§ **Objective**
Write out each line of the records below word for word, but leave the pictures out.

§ **Entries shown**
────────────────

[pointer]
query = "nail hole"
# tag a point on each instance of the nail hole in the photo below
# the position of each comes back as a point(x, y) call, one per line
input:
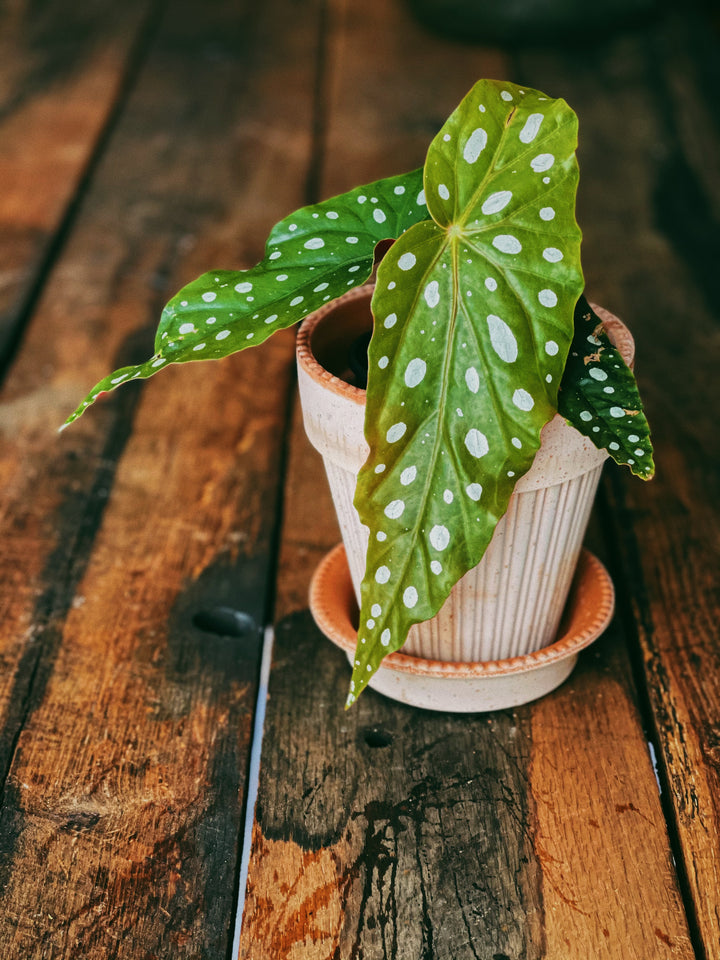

────────────────

§ **Response to this exercise**
[pointer]
query = "nail hole"
# tag a point on each instance of the nail hole in the photo below
# the position of each comes back as a point(x, y) call, one per line
input:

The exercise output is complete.